◆ **Requirement**: According to the album description, where was the fifth Nano-Mugen Festival held?

Compilation album by Various artists
- Released: June 8, 2005
- Genre: Alternative rock, punk rock, indie
- Length: 28:22
- Label: Ki/oon Records (KSCL-827)

Nano-Mugen chronology
|  | Nano-Mugen Compilation (2005) | Nano-Mugen Compilation 2006 (2006) |

= Nano–Mugen Compilation =

Asian Kung-Fu Generation Presents: Nano–Mugen Compilation is a compilation album released by Asian Kung-Fu Generation on June 8, 2005, to advertise their fifth Nano-Mugen Festival that was held at Yokohama Arena on July 9. The album features one song from each of the eight total groups, composed of four Japanese bands and four UK bands, who performed at the event.

[Records of labeled points]
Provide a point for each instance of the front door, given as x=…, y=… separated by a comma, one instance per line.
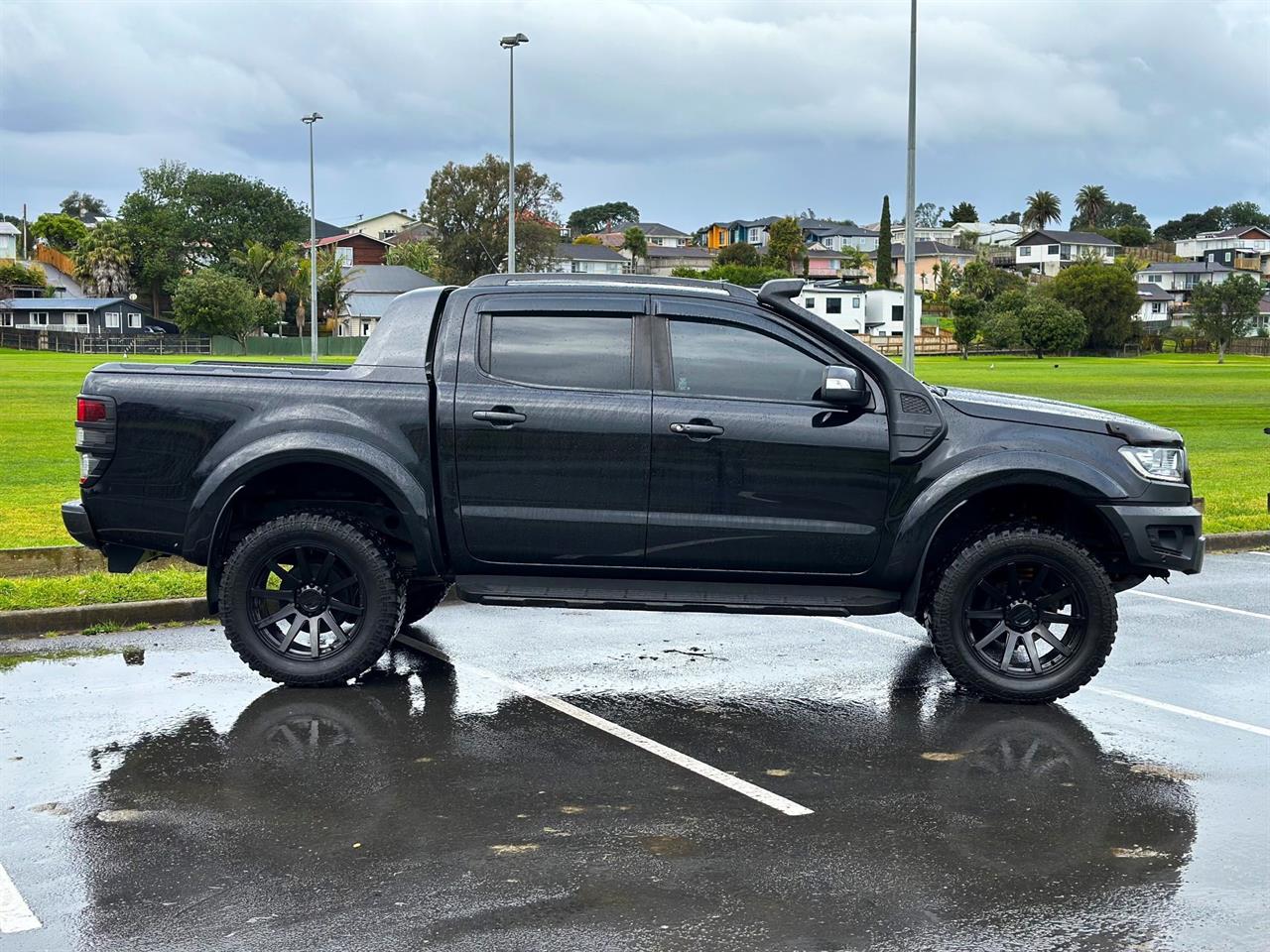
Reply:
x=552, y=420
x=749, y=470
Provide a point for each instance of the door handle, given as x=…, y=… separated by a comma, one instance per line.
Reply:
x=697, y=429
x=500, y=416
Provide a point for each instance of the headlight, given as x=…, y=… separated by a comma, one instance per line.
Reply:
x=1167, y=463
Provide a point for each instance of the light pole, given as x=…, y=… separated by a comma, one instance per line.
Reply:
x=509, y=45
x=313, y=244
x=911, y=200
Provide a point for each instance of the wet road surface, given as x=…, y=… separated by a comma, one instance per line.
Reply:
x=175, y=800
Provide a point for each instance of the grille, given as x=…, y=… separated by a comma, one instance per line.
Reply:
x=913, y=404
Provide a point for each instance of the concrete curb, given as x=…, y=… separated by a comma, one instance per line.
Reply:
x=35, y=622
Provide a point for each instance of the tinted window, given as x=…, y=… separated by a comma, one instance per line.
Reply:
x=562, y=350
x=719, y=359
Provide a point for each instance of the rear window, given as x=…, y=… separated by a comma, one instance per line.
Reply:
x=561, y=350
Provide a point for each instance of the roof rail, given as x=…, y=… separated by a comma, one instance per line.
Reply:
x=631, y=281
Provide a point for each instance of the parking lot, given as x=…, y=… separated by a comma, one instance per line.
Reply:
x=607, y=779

--

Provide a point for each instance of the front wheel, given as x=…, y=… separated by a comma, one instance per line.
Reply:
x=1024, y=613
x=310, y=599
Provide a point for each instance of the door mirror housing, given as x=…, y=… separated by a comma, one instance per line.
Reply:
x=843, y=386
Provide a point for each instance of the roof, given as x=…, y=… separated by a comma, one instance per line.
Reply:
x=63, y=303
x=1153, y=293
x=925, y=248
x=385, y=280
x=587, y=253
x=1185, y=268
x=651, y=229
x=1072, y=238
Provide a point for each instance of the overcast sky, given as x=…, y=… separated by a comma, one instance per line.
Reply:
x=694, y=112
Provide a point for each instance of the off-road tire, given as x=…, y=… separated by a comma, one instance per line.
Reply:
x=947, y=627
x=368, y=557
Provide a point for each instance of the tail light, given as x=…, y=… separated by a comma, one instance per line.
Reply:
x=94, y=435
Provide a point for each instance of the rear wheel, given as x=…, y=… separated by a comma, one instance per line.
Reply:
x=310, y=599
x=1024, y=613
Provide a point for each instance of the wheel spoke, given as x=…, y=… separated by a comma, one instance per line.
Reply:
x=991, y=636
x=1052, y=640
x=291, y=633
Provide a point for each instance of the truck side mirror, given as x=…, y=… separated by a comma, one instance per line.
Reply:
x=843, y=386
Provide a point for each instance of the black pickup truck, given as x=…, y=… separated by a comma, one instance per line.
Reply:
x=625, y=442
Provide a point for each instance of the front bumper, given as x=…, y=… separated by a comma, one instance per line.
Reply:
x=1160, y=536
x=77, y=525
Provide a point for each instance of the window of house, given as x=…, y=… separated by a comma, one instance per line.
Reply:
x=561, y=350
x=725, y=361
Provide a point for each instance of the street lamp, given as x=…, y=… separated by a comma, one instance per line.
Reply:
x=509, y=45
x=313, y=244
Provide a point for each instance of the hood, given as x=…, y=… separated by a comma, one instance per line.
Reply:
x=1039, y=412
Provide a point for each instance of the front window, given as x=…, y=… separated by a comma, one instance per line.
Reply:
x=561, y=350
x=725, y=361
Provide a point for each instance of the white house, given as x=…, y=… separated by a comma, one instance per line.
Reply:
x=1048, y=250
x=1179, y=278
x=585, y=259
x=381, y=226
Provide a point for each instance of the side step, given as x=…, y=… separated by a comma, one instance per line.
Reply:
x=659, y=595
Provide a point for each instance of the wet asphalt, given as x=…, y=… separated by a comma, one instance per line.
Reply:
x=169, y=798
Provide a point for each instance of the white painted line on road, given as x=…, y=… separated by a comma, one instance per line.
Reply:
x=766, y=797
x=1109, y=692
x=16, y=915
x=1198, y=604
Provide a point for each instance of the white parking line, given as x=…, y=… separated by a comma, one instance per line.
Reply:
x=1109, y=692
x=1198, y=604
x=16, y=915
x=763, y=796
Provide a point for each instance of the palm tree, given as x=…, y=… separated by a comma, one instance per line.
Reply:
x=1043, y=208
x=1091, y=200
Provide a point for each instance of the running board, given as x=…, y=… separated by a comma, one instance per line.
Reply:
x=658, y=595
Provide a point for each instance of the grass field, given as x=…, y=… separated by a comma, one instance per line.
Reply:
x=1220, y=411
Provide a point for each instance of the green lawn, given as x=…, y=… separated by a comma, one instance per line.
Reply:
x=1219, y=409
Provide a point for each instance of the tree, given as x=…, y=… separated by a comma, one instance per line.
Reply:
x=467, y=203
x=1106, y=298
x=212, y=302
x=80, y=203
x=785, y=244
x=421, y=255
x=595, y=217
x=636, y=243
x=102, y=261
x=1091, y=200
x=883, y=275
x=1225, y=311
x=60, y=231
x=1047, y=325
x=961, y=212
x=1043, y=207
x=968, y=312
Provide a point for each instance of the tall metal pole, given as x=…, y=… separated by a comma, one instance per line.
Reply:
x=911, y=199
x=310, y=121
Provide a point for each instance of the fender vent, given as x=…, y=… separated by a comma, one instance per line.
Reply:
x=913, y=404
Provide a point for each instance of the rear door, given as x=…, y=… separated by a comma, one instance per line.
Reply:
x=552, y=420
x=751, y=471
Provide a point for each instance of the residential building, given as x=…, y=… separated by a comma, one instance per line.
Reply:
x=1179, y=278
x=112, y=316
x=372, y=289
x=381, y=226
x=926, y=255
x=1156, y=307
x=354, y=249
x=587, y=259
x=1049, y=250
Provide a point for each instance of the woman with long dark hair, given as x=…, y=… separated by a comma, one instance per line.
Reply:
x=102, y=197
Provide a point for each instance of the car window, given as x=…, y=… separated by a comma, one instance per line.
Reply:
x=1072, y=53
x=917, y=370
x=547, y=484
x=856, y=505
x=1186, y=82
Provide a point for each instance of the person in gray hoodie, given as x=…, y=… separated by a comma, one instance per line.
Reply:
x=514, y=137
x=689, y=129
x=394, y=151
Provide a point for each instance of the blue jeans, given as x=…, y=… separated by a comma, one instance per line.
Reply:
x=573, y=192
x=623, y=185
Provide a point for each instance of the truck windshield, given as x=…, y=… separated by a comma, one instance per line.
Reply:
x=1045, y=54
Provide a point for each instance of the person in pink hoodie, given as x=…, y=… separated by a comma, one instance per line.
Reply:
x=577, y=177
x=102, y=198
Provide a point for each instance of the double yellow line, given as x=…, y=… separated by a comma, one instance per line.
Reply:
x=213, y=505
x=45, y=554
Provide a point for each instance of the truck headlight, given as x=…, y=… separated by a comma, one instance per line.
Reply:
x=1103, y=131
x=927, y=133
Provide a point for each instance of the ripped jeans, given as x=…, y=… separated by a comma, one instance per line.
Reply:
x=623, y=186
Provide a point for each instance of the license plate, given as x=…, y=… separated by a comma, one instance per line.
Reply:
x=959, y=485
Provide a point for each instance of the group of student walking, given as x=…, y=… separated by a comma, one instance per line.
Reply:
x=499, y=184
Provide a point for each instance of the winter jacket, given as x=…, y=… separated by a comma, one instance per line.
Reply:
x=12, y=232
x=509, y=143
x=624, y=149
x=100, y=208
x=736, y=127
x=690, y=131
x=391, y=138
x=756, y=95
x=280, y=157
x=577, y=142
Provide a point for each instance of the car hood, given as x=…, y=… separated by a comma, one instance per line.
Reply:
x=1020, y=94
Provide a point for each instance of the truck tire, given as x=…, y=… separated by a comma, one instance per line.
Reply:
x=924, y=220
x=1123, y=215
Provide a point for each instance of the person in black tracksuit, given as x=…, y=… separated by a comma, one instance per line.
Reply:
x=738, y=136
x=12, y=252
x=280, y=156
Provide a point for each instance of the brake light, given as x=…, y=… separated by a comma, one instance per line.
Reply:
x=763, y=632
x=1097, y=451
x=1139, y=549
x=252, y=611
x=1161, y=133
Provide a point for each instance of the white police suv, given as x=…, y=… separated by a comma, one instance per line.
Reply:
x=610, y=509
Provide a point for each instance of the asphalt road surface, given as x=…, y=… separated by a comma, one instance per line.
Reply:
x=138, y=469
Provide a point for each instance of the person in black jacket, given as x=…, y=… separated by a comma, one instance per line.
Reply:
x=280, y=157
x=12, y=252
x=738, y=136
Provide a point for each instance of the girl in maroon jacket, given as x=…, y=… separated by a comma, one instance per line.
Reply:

◆ **Full answer**: Yokohama Arena